▶ Directive
Arrange every line of the items below as a numbered list, omitting any blank lines and leaving the pictures out of your answer.

▶ Information given
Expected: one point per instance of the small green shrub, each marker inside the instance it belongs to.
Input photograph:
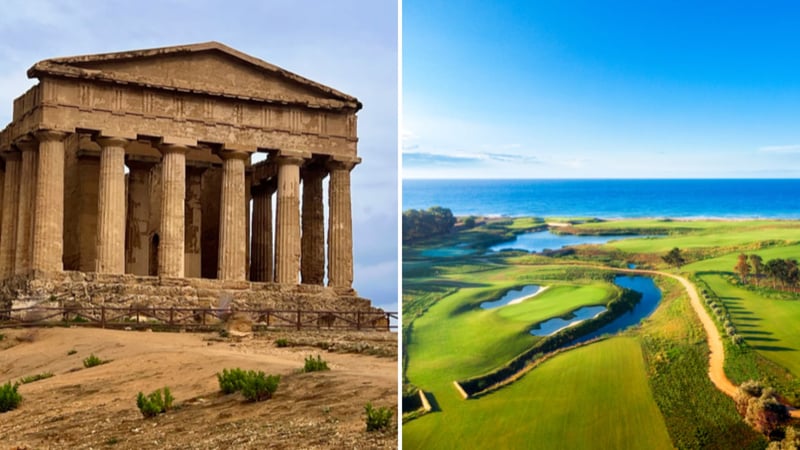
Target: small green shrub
(232, 380)
(377, 419)
(92, 361)
(155, 403)
(315, 365)
(9, 397)
(255, 385)
(37, 377)
(258, 386)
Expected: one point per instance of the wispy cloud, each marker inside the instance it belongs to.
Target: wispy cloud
(461, 159)
(780, 149)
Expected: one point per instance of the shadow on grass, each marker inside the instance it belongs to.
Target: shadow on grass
(434, 403)
(774, 348)
(747, 337)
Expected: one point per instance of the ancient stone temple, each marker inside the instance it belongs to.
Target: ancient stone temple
(130, 176)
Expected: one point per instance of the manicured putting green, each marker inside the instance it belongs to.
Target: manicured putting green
(772, 327)
(592, 397)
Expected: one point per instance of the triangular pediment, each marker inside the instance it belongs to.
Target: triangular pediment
(211, 68)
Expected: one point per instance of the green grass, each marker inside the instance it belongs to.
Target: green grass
(456, 339)
(771, 327)
(592, 397)
(676, 356)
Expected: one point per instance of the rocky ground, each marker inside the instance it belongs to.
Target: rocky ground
(96, 407)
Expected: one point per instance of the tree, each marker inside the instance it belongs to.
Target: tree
(758, 266)
(420, 224)
(742, 267)
(674, 258)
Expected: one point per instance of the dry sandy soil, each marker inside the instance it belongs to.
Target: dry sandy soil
(96, 407)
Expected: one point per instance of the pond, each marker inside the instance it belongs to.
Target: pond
(518, 293)
(447, 252)
(556, 324)
(545, 240)
(651, 296)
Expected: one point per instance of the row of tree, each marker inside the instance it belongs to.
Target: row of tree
(422, 224)
(783, 272)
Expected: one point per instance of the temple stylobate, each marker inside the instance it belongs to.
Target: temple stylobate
(140, 164)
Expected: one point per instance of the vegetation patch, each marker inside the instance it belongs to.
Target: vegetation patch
(37, 377)
(255, 385)
(315, 364)
(157, 402)
(9, 397)
(93, 360)
(377, 418)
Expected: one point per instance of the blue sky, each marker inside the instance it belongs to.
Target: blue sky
(350, 45)
(587, 89)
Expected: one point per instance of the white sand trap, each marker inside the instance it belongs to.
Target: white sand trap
(522, 299)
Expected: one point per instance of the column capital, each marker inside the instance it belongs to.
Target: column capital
(347, 165)
(227, 153)
(12, 155)
(173, 148)
(294, 160)
(50, 135)
(26, 144)
(111, 141)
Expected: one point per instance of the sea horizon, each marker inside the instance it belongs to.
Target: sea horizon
(611, 198)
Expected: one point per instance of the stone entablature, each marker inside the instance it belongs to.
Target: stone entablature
(185, 122)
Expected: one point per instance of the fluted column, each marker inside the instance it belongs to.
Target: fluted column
(8, 238)
(261, 268)
(173, 195)
(287, 225)
(193, 223)
(48, 231)
(340, 226)
(137, 237)
(232, 227)
(111, 207)
(312, 258)
(25, 205)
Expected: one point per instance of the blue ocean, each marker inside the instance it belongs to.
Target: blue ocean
(608, 199)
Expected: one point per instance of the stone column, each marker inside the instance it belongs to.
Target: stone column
(193, 225)
(261, 268)
(22, 257)
(340, 226)
(111, 206)
(287, 225)
(173, 195)
(312, 258)
(48, 232)
(137, 236)
(8, 236)
(232, 226)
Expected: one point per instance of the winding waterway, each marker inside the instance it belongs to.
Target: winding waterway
(651, 297)
(510, 296)
(538, 241)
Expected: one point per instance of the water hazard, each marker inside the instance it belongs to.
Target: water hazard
(512, 295)
(552, 326)
(545, 240)
(651, 296)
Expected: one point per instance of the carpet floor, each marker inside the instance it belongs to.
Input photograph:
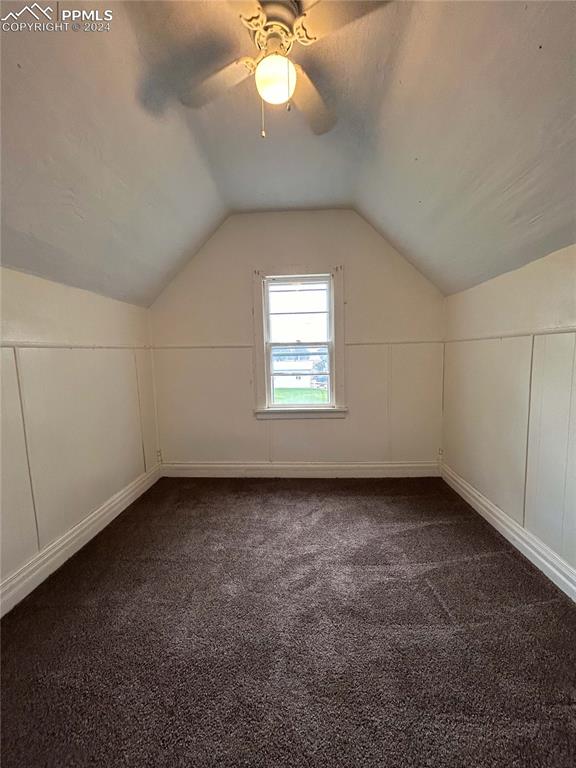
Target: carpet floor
(292, 624)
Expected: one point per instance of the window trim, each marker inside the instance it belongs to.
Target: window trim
(262, 376)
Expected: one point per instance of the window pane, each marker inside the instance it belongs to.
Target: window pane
(301, 360)
(299, 327)
(291, 297)
(300, 390)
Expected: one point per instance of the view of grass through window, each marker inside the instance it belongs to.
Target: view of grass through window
(299, 335)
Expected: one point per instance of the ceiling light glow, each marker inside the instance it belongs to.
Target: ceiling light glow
(275, 79)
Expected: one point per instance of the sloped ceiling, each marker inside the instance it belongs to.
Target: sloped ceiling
(456, 139)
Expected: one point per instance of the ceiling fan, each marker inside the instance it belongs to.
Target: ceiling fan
(275, 25)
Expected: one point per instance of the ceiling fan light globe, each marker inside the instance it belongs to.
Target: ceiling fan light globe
(275, 79)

▶ Task result
1. Expected: one point per instance of the small green shrub, each marker inside the instance it belongs to.
2. Input photograph:
3. Target: small green shrub
4. (232, 380)
5. (377, 419)
6. (92, 361)
7. (155, 403)
8. (315, 365)
9. (9, 397)
10. (255, 385)
11. (37, 377)
12. (258, 386)
13. Expected: one point per instance of the wispy cloud, each marker inside the instance it belongs to.
14. Target: wispy cloud
15. (461, 159)
16. (780, 149)
17. Expected: one point per instance of the shadow on grass, each marker inside the instance it belongs to.
18. Target: shadow on grass
19. (434, 403)
20. (774, 348)
21. (747, 337)
22. Expected: one point per instance of the ancient stone temple, each marker inside the instance it belongs to.
23. Target: ancient stone temple
24. (130, 176)
25. Expected: one point per instance of the manicured putting green, each marker inside the instance it belongs to.
26. Target: manicured putting green
27. (772, 327)
28. (592, 397)
29. Expected: one point per instance of the triangular pediment, each marker inside the instance it belongs to.
30. Target: triangular pediment
31. (211, 68)
32. Expected: one point per instance of the green grass, each marker inside the instance it belongs to.
33. Target: green grass
34. (456, 339)
35. (771, 327)
36. (592, 397)
37. (676, 356)
38. Expected: one point per instance of the rocky ground, each marker inside the instance it belongs to.
39. Target: rocky ground
40. (96, 407)
41. Expected: one point per instance of the tree, each marker inside the instance it belongs to.
42. Target: tree
43. (758, 266)
44. (420, 224)
45. (742, 267)
46. (674, 258)
47. Expected: one point per instance of the dry sandy soil, each marker inside the instance it belongs to.
48. Target: dry sandy soil
49. (96, 407)
50. Expected: one point per instance of the pond, each marker inside the instance it belongs to.
51. Target: pond
52. (518, 293)
53. (447, 252)
54. (556, 324)
55. (545, 240)
56. (651, 296)
57. Expected: one point per instance of the row of tree, each marker inside the instance it belongs to.
58. Target: row of tree
59. (422, 224)
60. (783, 272)
61. Expected: one point per instance of the temple stylobate, each marker inside the instance it belongs to.
62. Target: temple stylobate
63. (140, 164)
64. Expected: one point per instance of the vegetation patch, each marker inside the instance it belongs to.
65. Target: vegetation patch
66. (37, 377)
67. (255, 385)
68. (315, 364)
69. (157, 402)
70. (9, 397)
71. (93, 360)
72. (377, 418)
73. Expected: one point per instance of the blue sky, each marker inside the instance it belongs to.
74. Target: blue sky
75. (350, 45)
76. (587, 89)
77. Expected: one point per instance of the white sand trap, each marker inside the instance it belongs to.
78. Target: white sand trap
79. (522, 299)
80. Expected: one point per instance of the column capital, each marker inside the instance it belongs to.
81. Target: column capital
82. (347, 165)
83. (227, 153)
84. (12, 155)
85. (173, 148)
86. (294, 160)
87. (50, 135)
88. (26, 144)
89. (111, 141)
90. Expected: one point per instance of the sea horizon, each marker inside the instance it belongs to.
91. Target: sea horizon
92. (611, 198)
93. Expected: one point per instance of the stone entablature, each marker inside the instance it belongs to.
94. Target: stone entablature
95. (185, 122)
96. Expected: one point per instance of the fluted column, each marker inside the instance it belongs to.
97. Target: fluted column
98. (8, 238)
99. (261, 268)
100. (173, 195)
101. (287, 225)
102. (193, 223)
103. (48, 231)
104. (340, 226)
105. (137, 237)
106. (232, 227)
107. (111, 207)
108. (312, 258)
109. (25, 205)
110. Expected: one point per instance of the blue ocean, each marker inside the instance it belongs to.
111. Target: blue ocean
112. (608, 199)
113. Expected: one point per instance of the stone column, each marker inside the instance it belongs to.
114. Target: stone column
115. (193, 225)
116. (261, 268)
117. (22, 257)
118. (340, 226)
119. (111, 206)
120. (287, 225)
121. (173, 195)
122. (312, 258)
123. (48, 232)
124. (137, 236)
125. (8, 236)
126. (232, 226)
127. Expected: one point per instance of the winding waterway, each marker inside the instance it belongs to.
128. Target: winding waterway
129. (651, 297)
130. (510, 296)
131. (538, 241)
132. Expected: one point per instance of the water hazard, each marker inside the instance it belongs to.
133. Target: water hazard
134. (512, 295)
135. (552, 326)
136. (545, 240)
137. (651, 296)
138. Expected: one point per instance of the carpet floor, each marker inside the instance it belongs to.
139. Input photograph:
140. Target: carpet floor
141. (292, 624)
142. Expected: one point per instance of the window trim, each marker inside the instance it belongs to.
143. Target: window trim
144. (262, 376)
145. Expected: one point per instance of the window pane, each marker inside the instance it belongs to.
146. Target: window pane
147. (301, 360)
148. (299, 327)
149. (291, 297)
150. (300, 390)
151. Expected: one point per instance of the view of grass through window, each marker inside the instance it belongs to.
152. Target: view of grass through window
153. (299, 335)
154. Expected: one point per instance of the ceiling light glow, each marker inside the instance it belongs to.
155. Target: ceiling light glow
156. (275, 79)
157. Expected: one point per instance of the sloped ceiling, each marker inside the instance it belongs to.
158. Target: sloped ceiling
159. (456, 139)
160. Expected: one point per instance of the ceiling fan, each marker inside the instance it belongs to.
161. Target: ceiling fan
162. (275, 25)
163. Expected: one point per instance of the ceiling fan light globe, each marker inside the instance it belongs to.
164. Target: ceiling fan light globe
165. (275, 79)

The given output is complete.